■ Excerpt to read:
Kilkenny festival-goers warned about ‘high-strength ecstasy’ as four young men rushed to hospital
By COLIN BARTLEY
KILKENNY festival-goers attending this weekend’s Electric Picnic festival are being warned about potentially lethal high-strength ecstasy tablets that are circulating.
The Health Service Executive (HSE) issued the warning following an incident where four men in their 20’s were rushed to hospital in Kerry last weekend, for what is suspected to be ecstasy related illnesses.
The four men, all in their late 20s, fell ill after attending the Charlie Chaplin festival in Waterville, Co Kerry. All four men were rushed to University Hospital Kerry in the past number of days displaying side effects associated with taking ecstasy.
Earlier this week the gardai made festival-goers aware that they will be attending the Electric Picnic in large numbers in both a uniformed and undercover capacity. Anyone found with drugs at the festival could face prosecution.
Detective Superintendent Brian Woods, attached to the Drugs and Organised Crime Bureau, told the Irish Examiner: “In light of the tragic deaths we’ve had recently, people should be very mindful that taking these drugs are bad for you, from a health perspective. You don’t know what you are taking.”
Earlier this summer, 19-year-old Jack Downey, whose mother Elaine is from Callan, died after falling ill at a festival in Cork. It is believed Jack had taken ecstasy or MDMA.

■ Exercise objective:
Answer these questions from the article on the ecstasy warning:
1. To which hospital were the four men taken?
2. Which bureau is Detective Superintendent Brian Woods attached to?
3. How old was Jack Downey?
The material below comes from a different source than the article.

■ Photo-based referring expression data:
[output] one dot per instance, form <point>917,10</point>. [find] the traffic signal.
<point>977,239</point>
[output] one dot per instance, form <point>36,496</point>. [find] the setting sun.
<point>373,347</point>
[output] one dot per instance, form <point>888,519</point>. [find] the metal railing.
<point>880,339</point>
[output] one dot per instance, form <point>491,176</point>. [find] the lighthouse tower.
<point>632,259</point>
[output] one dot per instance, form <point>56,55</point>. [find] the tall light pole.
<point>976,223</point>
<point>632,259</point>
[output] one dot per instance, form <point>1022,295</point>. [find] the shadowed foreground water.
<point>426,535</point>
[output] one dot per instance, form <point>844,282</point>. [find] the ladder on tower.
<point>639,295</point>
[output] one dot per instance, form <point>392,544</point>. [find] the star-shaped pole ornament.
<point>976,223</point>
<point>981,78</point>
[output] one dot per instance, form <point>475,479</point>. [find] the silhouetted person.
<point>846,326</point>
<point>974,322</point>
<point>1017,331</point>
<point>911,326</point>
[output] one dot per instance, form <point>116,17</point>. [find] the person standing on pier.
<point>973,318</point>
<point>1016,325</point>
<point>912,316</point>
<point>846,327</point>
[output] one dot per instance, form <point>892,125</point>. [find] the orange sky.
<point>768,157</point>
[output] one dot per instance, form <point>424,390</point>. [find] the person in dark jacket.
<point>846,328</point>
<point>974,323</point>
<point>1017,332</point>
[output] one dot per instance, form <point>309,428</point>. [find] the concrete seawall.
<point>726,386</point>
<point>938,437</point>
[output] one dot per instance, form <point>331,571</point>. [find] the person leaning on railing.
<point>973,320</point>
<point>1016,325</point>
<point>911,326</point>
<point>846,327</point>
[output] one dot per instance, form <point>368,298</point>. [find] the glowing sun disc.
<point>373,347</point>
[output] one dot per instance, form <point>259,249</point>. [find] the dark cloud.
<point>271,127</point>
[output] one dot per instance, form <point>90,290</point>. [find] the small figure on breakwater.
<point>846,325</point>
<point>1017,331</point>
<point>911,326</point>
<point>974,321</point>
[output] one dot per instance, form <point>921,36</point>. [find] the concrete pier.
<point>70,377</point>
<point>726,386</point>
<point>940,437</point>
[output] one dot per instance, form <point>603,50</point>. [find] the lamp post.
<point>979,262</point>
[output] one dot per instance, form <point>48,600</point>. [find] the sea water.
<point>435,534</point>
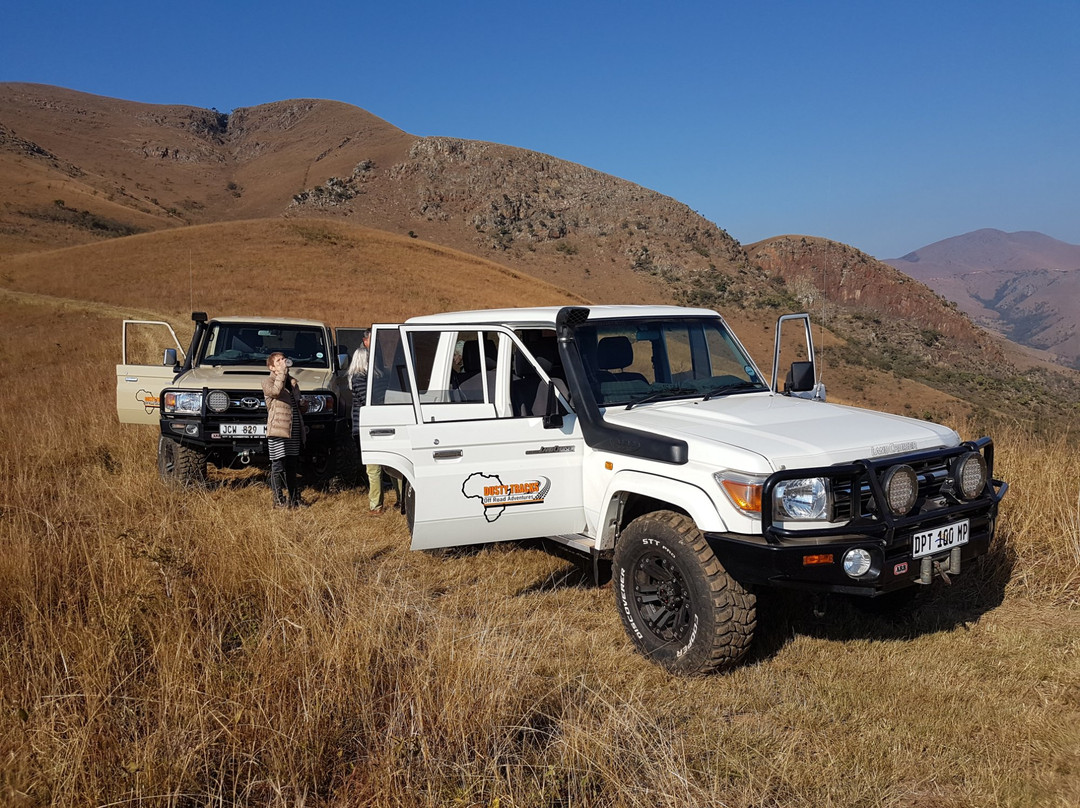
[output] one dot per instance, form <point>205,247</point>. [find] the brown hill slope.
<point>1025,285</point>
<point>893,323</point>
<point>149,166</point>
<point>82,169</point>
<point>328,270</point>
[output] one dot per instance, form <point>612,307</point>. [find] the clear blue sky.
<point>883,125</point>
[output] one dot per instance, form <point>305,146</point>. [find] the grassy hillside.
<point>171,648</point>
<point>196,648</point>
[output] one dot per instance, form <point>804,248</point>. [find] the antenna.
<point>824,296</point>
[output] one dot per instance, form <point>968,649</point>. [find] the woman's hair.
<point>359,364</point>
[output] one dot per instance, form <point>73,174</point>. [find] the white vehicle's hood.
<point>785,431</point>
<point>250,378</point>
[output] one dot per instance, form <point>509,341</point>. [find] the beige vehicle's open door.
<point>138,386</point>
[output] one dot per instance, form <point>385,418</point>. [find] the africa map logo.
<point>496,496</point>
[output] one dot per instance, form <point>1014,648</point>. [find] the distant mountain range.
<point>1024,285</point>
<point>96,187</point>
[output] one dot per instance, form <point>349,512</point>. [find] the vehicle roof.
<point>268,321</point>
<point>547,314</point>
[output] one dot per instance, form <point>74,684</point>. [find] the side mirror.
<point>799,378</point>
<point>553,412</point>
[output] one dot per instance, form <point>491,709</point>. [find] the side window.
<point>389,375</point>
<point>431,381</point>
<point>476,381</point>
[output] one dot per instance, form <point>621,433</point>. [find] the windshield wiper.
<point>740,388</point>
<point>657,395</point>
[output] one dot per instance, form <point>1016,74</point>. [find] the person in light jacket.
<point>285,430</point>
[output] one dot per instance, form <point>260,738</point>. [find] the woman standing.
<point>285,430</point>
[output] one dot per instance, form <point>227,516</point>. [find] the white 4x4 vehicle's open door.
<point>139,386</point>
<point>460,411</point>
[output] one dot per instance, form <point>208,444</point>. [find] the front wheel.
<point>677,603</point>
<point>179,465</point>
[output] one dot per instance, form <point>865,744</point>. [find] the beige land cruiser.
<point>208,401</point>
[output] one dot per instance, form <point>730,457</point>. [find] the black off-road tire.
<point>181,466</point>
<point>677,603</point>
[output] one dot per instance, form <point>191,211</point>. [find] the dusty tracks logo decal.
<point>496,496</point>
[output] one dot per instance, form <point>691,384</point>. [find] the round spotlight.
<point>901,488</point>
<point>969,473</point>
<point>856,563</point>
<point>217,401</point>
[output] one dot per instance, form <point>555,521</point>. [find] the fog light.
<point>856,563</point>
<point>969,473</point>
<point>901,488</point>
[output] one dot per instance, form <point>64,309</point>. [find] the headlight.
<point>744,490</point>
<point>316,402</point>
<point>184,402</point>
<point>901,488</point>
<point>969,475</point>
<point>806,499</point>
<point>217,401</point>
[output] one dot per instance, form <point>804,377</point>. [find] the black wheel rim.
<point>662,597</point>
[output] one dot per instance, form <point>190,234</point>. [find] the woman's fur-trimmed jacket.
<point>281,399</point>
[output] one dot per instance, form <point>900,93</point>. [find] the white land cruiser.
<point>648,438</point>
<point>211,408</point>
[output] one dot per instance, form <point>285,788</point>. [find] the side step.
<point>576,540</point>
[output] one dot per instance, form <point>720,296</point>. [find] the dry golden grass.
<point>167,648</point>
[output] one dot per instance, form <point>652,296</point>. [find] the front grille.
<point>244,403</point>
<point>853,496</point>
<point>859,502</point>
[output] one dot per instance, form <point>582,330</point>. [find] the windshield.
<point>243,344</point>
<point>631,361</point>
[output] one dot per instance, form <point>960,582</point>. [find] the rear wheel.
<point>677,603</point>
<point>179,465</point>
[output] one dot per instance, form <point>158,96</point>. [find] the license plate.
<point>940,539</point>
<point>243,430</point>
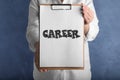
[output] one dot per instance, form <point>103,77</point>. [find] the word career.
<point>61,33</point>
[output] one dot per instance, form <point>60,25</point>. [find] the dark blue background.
<point>16,59</point>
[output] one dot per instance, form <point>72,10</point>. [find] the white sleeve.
<point>94,28</point>
<point>32,33</point>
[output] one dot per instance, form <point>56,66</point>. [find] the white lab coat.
<point>33,36</point>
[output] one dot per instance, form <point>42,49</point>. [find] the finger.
<point>86,18</point>
<point>85,10</point>
<point>88,10</point>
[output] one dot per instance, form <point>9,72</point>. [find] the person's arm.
<point>91,28</point>
<point>32,33</point>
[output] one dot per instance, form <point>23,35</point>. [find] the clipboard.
<point>49,55</point>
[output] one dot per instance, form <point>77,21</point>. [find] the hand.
<point>36,52</point>
<point>87,13</point>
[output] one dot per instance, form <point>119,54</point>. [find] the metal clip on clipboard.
<point>60,6</point>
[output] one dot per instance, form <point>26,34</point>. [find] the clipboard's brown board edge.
<point>37,59</point>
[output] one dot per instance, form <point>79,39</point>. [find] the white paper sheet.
<point>57,51</point>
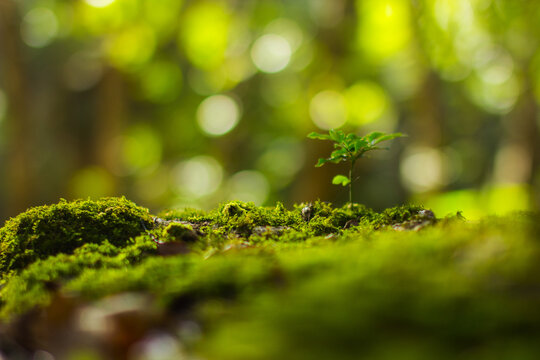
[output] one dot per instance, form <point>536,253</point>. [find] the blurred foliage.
<point>189,103</point>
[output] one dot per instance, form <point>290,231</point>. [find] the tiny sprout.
<point>349,147</point>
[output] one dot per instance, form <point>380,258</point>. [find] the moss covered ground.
<point>107,280</point>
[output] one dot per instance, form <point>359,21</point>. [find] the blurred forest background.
<point>179,103</point>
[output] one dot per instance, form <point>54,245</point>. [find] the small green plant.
<point>349,147</point>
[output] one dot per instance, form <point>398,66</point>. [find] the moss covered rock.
<point>45,231</point>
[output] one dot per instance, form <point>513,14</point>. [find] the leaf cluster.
<point>350,147</point>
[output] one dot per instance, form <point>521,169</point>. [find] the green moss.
<point>45,231</point>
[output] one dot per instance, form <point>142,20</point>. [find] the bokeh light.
<point>39,27</point>
<point>366,102</point>
<point>218,114</point>
<point>249,186</point>
<point>423,169</point>
<point>204,34</point>
<point>3,105</point>
<point>140,149</point>
<point>93,182</point>
<point>161,81</point>
<point>99,3</point>
<point>197,177</point>
<point>137,87</point>
<point>282,161</point>
<point>328,109</point>
<point>271,53</point>
<point>131,48</point>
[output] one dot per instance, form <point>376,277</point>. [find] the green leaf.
<point>321,162</point>
<point>371,137</point>
<point>359,144</point>
<point>318,136</point>
<point>387,137</point>
<point>339,153</point>
<point>341,180</point>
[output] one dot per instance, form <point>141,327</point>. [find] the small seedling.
<point>349,147</point>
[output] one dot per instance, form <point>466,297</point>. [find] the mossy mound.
<point>314,282</point>
<point>45,231</point>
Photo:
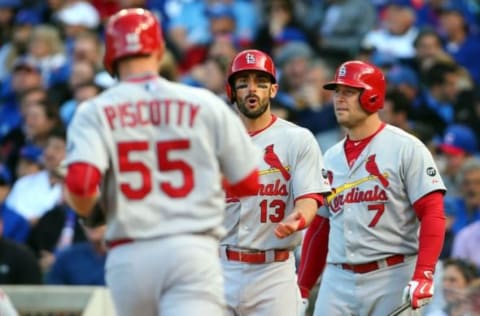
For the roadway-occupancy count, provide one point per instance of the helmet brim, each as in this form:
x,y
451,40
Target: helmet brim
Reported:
x,y
333,84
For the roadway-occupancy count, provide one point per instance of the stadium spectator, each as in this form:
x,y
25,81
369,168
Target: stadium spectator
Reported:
x,y
82,263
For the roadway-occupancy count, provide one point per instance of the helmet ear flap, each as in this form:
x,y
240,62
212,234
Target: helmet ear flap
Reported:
x,y
370,101
230,92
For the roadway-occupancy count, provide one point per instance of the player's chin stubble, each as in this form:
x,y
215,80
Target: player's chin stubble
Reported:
x,y
253,114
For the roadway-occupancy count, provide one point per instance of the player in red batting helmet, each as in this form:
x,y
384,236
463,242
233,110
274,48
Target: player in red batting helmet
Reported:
x,y
131,32
250,59
370,79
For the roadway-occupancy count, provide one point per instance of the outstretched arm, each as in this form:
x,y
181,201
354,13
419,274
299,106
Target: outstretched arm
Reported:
x,y
429,209
305,209
314,254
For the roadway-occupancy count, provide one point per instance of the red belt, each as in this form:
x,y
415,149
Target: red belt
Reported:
x,y
257,257
375,265
118,242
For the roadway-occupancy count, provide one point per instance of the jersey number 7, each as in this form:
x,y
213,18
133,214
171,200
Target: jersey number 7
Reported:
x,y
164,164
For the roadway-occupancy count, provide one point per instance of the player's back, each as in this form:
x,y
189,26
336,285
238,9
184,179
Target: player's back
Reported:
x,y
163,142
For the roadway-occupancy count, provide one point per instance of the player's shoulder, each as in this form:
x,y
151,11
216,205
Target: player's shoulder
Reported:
x,y
399,136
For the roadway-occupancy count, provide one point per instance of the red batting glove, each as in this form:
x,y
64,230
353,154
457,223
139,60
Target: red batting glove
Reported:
x,y
419,291
292,223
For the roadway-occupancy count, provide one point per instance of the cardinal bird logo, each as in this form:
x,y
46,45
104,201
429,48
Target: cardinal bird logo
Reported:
x,y
372,169
273,161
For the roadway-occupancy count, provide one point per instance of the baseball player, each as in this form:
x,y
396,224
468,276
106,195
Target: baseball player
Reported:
x,y
158,150
264,229
384,222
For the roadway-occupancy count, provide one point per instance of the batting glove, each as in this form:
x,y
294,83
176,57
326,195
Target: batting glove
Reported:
x,y
419,291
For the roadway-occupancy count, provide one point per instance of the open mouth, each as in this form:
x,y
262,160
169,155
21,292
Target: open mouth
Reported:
x,y
252,101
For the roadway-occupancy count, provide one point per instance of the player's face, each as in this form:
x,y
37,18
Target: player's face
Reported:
x,y
253,91
346,102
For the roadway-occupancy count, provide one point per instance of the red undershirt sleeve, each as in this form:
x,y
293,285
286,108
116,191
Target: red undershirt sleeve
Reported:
x,y
314,254
82,179
429,210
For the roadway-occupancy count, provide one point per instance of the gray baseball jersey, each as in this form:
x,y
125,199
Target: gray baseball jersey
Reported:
x,y
291,168
370,208
162,148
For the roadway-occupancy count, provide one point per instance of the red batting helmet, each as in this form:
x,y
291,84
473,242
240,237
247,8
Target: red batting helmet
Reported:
x,y
131,32
359,74
250,59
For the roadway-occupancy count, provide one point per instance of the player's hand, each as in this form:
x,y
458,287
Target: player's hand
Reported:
x,y
303,306
291,224
419,291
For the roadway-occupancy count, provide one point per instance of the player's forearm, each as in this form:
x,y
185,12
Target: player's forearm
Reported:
x,y
82,205
308,207
432,232
314,254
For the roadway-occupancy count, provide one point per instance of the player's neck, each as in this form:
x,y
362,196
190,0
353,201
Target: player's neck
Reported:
x,y
366,128
258,124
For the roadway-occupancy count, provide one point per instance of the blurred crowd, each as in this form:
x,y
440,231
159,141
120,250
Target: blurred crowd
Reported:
x,y
51,61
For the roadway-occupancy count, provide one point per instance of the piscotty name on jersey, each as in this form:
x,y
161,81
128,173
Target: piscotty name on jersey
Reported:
x,y
151,112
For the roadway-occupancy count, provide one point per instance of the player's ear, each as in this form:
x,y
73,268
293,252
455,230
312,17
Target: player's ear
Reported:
x,y
273,90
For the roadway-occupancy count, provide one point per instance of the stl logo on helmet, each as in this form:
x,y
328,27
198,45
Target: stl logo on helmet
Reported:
x,y
133,42
250,58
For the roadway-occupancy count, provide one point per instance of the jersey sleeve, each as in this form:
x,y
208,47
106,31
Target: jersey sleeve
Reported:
x,y
237,154
85,138
308,169
421,175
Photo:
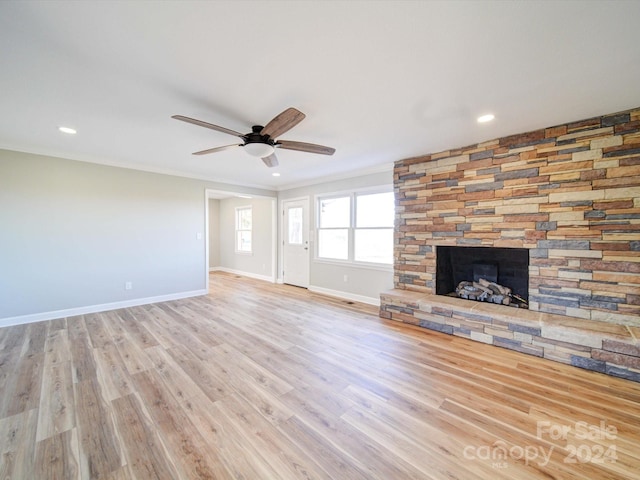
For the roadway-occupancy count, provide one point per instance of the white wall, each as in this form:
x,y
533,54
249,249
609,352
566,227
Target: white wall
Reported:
x,y
72,234
214,233
260,262
364,284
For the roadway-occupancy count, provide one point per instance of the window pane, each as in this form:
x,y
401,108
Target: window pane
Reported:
x,y
374,245
335,212
244,219
243,241
376,210
333,243
295,225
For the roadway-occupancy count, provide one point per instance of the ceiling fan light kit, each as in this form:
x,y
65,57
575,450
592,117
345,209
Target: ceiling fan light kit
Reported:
x,y
260,142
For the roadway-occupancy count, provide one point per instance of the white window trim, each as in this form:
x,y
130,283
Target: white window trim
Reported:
x,y
350,262
235,233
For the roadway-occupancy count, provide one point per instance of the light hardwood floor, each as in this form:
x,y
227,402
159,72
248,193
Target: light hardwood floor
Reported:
x,y
261,381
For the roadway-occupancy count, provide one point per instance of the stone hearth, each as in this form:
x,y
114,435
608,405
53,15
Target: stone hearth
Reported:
x,y
570,195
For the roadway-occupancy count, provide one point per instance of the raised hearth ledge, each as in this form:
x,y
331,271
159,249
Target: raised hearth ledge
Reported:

■ Reply to the exercise:
1. University Hospital Kerry
2. The Drugs and Organised Crime Bureau
3. 19